----- DOCUMENT EXCERPT
TypeScript strictly typed - Part 2: full coverage typing

In the previous part of this posts series, we discussed about how and when to configure a TypeScript project. Now we will explain and solve the first problem of TypeScript default behavior: from partial to full coverage typing.

We will cover:

• What is really TypeScript?
• How typing works in TypeScript?
• Required missing types
• Ban any any
• The unknown unknown type
• Required errors checks
• Who is this?
• Should we add explicit types everywhere?
• Required objects and arrays types
• Required return types
• Do not use any library
• A better TypeScript lib
• Dangerous assertions

What is really TypeScript?

This topic requires to understand TypeScript correctly.

The official TypeScript home page defines it as "a strongly typed programming language that builds on JavaScript".

Everyone knows about the first part of the definition. Fewer are fully aware of the second part, "that builds on JavaScript", and what it means exactly.

It means that TypeScript is a superset of JavaScript. Told differently: valid JavaScript should be valid TypeScript.

Just change example.js to example.ts and it should be OK! (If by doing so, one gets errors, it would only be because they were doing bad things which were undetected in JavaScript, but never because of a TypeScript syntax problem.)

It was an important decision in TypeScript design, because it is one of the main reasons of its success.

Indeed, if one already knows how to program with JavaScript, they already know how to program with TypeScript. Sure it will be basic TypeScript, but one does not have to learn a whole new language.

How typing works in TypeScript?

But this has a drawback: TypeScript is only partially typed by default.

Let us take a really basic example, which is valid JavaScript (and thus valid TypeScript):

function chocolate(quantity, organic = true) {}

Given that organic parameter has a default value, TypeScript is able to automatically infer that its type is boolean.

But TypeScript is not a seer: it cannot infer the type of quantity parameter.
----------
----- STORED RECORDS
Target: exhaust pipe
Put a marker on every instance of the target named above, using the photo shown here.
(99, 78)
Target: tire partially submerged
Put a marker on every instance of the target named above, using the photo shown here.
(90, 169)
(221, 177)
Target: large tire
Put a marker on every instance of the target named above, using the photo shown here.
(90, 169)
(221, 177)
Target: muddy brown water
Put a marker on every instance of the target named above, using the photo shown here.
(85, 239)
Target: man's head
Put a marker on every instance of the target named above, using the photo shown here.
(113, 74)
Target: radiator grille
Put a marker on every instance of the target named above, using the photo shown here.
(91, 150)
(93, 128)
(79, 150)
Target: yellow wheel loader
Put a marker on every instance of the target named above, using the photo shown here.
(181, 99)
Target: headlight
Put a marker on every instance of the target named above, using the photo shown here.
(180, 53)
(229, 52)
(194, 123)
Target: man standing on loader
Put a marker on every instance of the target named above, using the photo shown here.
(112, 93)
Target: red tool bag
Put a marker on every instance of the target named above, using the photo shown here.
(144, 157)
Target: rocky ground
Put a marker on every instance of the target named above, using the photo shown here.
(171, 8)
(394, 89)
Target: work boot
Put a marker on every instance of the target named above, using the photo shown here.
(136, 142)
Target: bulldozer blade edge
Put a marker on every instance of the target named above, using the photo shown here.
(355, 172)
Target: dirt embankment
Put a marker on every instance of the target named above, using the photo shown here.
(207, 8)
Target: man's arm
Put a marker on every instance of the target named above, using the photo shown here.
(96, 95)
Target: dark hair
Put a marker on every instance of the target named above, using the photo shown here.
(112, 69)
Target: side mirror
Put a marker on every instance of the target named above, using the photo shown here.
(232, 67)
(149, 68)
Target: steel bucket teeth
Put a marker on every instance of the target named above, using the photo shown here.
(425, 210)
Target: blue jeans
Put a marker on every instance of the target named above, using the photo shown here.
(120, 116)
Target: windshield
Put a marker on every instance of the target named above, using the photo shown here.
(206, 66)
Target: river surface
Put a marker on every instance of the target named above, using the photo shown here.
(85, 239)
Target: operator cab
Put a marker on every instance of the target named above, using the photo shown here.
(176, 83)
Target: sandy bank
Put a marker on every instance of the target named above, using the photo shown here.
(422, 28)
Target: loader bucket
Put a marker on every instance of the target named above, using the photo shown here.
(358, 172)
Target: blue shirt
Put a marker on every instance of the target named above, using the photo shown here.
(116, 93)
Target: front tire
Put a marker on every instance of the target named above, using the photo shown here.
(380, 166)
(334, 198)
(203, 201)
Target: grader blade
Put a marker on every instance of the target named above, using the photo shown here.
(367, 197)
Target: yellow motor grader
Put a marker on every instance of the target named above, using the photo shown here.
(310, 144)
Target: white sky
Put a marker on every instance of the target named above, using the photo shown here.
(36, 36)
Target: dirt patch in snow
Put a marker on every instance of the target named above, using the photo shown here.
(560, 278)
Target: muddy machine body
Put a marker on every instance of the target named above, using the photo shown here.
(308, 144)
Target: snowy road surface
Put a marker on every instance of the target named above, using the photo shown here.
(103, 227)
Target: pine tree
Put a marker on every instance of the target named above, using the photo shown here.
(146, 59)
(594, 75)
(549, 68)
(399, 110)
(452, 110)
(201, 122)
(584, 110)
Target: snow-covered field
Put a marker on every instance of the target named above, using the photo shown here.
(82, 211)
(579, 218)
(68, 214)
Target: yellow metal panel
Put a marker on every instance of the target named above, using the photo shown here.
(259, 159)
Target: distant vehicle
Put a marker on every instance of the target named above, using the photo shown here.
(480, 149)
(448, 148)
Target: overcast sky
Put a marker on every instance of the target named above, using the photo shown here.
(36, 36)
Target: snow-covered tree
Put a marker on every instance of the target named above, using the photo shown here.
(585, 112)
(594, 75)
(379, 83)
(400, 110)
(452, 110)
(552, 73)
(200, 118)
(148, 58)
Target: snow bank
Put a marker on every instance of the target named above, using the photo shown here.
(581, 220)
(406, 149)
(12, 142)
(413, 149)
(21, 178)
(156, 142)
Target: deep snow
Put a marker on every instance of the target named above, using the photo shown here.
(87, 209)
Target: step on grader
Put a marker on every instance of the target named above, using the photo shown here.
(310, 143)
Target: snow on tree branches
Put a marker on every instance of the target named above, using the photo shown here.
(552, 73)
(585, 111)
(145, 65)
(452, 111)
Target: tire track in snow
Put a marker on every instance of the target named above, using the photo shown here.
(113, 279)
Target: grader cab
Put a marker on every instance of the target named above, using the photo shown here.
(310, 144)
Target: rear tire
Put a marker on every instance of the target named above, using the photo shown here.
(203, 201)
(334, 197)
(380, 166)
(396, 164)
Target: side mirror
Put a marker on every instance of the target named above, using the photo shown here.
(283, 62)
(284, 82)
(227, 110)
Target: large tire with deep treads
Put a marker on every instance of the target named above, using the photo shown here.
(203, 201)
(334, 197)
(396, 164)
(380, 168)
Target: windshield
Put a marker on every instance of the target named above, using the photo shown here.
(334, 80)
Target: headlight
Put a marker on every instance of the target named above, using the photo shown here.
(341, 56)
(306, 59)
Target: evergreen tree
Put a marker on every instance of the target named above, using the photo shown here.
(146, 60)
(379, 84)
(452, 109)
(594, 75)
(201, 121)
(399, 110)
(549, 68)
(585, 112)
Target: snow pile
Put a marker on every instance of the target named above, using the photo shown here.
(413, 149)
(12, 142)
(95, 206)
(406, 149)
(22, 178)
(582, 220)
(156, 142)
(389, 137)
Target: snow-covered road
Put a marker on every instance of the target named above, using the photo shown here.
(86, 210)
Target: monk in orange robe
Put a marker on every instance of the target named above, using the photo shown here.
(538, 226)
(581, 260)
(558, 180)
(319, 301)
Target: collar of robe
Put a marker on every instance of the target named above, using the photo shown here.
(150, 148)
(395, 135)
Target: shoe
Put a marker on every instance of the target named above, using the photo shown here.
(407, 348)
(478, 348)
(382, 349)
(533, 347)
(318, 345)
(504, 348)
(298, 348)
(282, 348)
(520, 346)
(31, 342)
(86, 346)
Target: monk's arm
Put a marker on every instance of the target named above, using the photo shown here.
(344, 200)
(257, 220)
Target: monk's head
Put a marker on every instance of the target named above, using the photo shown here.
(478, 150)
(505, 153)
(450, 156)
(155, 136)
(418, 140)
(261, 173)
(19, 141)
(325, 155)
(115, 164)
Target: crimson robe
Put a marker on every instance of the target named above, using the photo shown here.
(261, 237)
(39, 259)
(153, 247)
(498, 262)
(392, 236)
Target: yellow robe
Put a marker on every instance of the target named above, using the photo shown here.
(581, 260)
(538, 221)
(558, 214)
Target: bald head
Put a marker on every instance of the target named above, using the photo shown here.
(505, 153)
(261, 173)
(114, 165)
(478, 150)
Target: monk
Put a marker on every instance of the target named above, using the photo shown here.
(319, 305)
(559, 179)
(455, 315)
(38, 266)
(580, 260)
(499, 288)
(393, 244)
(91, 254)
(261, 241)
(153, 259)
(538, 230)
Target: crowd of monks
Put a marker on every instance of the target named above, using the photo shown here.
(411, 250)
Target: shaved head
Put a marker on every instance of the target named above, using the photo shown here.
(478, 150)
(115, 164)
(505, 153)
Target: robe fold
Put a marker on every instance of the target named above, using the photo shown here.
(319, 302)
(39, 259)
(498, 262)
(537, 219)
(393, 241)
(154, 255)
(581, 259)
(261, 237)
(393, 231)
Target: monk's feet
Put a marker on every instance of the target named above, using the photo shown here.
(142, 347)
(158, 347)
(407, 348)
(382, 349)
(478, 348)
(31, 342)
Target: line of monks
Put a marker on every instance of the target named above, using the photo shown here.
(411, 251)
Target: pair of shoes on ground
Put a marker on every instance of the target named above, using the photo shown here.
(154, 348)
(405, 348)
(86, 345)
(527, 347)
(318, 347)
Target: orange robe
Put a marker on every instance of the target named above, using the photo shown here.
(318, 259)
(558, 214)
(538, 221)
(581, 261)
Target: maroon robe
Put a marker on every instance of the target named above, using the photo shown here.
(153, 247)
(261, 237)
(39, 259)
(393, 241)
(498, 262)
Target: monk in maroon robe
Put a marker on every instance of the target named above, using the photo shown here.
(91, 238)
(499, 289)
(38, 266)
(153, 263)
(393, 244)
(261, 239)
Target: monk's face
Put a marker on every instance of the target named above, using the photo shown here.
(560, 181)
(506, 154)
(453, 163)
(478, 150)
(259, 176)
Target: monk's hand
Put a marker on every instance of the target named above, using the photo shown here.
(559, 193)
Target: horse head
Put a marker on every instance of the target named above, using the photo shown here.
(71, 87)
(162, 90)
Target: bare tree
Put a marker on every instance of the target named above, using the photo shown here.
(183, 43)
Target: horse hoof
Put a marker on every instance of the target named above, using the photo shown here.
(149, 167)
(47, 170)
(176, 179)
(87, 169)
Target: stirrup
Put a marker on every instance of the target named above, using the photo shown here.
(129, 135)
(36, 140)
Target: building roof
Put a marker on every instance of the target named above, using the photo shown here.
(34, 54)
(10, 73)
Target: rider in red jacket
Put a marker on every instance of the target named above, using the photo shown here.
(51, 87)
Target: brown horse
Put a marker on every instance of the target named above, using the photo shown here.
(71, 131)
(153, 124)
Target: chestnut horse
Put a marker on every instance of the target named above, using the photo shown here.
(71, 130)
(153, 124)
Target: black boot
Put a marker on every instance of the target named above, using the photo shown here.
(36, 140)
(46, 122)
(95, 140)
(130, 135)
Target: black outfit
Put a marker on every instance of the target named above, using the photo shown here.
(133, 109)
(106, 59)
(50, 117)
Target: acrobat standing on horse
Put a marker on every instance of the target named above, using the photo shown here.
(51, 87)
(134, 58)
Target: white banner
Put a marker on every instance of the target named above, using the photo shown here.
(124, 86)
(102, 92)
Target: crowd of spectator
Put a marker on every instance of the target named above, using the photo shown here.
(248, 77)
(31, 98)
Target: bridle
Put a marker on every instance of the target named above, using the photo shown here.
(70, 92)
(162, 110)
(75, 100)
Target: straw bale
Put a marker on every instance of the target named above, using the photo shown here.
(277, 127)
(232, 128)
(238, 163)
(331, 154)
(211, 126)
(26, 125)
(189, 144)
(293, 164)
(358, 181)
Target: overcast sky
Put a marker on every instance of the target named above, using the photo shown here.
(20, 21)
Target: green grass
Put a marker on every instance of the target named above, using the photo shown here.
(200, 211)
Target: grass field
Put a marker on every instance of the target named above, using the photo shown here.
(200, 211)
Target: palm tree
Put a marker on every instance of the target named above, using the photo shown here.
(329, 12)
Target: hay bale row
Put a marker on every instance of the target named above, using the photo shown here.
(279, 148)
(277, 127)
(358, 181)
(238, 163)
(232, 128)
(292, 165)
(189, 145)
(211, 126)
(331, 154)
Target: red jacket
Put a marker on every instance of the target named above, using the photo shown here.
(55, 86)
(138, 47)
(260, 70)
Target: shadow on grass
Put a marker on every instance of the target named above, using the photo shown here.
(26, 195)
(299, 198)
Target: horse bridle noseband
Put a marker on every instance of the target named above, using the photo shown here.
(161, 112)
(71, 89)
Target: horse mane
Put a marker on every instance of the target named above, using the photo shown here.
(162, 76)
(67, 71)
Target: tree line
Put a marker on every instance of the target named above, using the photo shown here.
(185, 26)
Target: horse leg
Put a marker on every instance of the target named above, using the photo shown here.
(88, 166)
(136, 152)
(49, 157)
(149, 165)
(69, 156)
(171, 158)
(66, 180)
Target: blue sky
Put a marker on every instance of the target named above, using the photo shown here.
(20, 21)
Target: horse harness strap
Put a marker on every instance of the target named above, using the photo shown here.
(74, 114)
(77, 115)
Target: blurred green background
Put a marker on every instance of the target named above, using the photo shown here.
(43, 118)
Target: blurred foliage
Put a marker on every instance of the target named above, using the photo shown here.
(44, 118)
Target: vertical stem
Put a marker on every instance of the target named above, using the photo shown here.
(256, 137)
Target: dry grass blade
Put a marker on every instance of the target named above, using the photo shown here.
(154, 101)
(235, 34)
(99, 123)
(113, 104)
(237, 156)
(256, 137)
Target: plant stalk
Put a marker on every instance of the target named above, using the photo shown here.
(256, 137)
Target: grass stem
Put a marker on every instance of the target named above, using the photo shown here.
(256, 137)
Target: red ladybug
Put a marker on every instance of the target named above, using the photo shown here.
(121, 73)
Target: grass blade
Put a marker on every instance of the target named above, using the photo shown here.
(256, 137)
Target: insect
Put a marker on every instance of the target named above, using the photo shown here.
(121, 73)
----------
▶ CHALLENGE: From the TypeScript article, return everything from "Everyone knows about" down to "it means exactly.", copied word for word. Rely only on the TypeScript article to do this.

▶ COMPLETE ANSWER:
Everyone knows about the first part of the definition. Fewer are fully aware of the second part, "that builds on JavaScript", and what it means exactly.